Do this: Lay out the part of the listing that opens with the line containing "Put a point on every instance of the distant" and closes with the line containing "x=33, y=115" as a Markdown table, with a Row column for the row number and a Line column for the line. Leave out blank lines and include nothing outside that part.

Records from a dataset

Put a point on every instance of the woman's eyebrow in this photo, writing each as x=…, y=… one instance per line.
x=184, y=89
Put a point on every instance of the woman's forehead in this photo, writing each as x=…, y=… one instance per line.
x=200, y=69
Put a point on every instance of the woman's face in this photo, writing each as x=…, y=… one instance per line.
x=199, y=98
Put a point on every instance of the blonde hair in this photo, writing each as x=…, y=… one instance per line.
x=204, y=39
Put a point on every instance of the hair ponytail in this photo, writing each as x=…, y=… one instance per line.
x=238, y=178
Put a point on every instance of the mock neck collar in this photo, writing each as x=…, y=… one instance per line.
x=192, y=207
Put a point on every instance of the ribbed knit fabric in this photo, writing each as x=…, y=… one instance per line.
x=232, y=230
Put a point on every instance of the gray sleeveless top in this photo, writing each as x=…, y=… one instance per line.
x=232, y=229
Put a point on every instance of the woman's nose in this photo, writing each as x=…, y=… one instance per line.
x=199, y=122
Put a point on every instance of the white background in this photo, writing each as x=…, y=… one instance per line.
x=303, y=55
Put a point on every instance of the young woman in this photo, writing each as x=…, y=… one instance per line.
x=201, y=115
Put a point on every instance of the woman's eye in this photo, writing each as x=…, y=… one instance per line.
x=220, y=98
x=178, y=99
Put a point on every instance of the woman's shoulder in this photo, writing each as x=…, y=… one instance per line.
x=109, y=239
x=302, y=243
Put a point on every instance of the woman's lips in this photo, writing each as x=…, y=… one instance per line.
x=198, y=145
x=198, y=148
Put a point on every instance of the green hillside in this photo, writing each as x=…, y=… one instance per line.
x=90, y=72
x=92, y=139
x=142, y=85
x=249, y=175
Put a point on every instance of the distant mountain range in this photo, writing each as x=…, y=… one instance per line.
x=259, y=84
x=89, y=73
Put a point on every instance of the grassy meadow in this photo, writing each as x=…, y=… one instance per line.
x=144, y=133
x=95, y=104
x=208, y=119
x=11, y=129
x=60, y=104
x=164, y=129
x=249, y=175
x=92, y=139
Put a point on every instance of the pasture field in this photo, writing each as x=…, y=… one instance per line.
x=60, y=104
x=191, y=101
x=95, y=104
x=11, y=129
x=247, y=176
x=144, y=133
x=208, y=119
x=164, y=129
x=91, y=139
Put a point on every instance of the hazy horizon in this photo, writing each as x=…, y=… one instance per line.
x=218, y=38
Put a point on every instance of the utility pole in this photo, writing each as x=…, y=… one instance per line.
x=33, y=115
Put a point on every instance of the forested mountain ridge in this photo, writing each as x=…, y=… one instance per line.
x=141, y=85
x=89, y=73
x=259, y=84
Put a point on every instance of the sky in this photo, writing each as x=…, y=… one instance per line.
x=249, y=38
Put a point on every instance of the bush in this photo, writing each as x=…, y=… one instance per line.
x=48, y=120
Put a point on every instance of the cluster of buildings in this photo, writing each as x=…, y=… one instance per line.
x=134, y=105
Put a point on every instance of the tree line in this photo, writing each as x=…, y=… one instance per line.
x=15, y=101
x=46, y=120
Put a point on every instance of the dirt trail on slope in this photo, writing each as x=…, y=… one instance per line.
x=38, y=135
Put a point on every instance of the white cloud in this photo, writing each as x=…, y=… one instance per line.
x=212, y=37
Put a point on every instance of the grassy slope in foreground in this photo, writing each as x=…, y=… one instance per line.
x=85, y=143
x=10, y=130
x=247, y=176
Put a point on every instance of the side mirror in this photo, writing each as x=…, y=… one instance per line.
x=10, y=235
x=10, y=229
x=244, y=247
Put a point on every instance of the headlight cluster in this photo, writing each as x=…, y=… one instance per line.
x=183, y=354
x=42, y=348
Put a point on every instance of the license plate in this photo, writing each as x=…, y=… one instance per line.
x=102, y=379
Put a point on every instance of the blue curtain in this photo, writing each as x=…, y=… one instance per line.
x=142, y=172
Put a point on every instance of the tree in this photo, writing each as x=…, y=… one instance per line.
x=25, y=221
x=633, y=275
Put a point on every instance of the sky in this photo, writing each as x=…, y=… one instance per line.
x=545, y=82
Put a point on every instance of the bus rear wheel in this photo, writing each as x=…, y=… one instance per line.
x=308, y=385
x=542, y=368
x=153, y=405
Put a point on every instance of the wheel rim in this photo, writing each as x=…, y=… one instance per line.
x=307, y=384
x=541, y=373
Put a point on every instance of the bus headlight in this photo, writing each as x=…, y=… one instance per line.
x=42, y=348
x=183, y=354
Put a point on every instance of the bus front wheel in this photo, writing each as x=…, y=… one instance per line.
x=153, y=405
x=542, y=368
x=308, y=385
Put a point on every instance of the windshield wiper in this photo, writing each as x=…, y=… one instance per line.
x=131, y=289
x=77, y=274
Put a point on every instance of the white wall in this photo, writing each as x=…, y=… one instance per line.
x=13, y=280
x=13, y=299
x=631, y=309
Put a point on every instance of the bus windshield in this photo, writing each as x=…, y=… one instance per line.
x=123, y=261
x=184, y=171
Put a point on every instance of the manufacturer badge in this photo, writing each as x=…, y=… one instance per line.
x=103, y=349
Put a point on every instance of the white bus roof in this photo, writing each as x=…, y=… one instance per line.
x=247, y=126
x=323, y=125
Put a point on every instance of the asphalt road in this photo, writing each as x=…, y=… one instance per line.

Answer to this problem:
| Row | Line |
|---|---|
| 1 | Put a point on every instance of the distant mountain range in this photo, writing each as x=…, y=… one instance per line. |
| 2 | x=259, y=84 |
| 3 | x=89, y=73 |
| 4 | Put a point on every instance of the grassy meadow in this photo, writing each as x=…, y=… one instance per line. |
| 5 | x=144, y=133 |
| 6 | x=95, y=104 |
| 7 | x=208, y=119 |
| 8 | x=11, y=129 |
| 9 | x=60, y=104 |
| 10 | x=164, y=129 |
| 11 | x=249, y=175 |
| 12 | x=92, y=139 |
| 13 | Put a point on every instance of the pasture field in this photo, writing each as x=…, y=… one instance per line. |
| 14 | x=60, y=104 |
| 15 | x=191, y=101 |
| 16 | x=95, y=104 |
| 17 | x=11, y=129 |
| 18 | x=247, y=176 |
| 19 | x=144, y=133 |
| 20 | x=208, y=119 |
| 21 | x=164, y=129 |
| 22 | x=91, y=139 |
| 23 | Put a point on every instance of the hazy horizon in this photo, writing each as x=…, y=… one instance per line. |
| 24 | x=218, y=38 |
| 25 | Put a point on every instance of the utility pole in this photo, writing each as x=…, y=… one instance per line. |
| 26 | x=33, y=115 |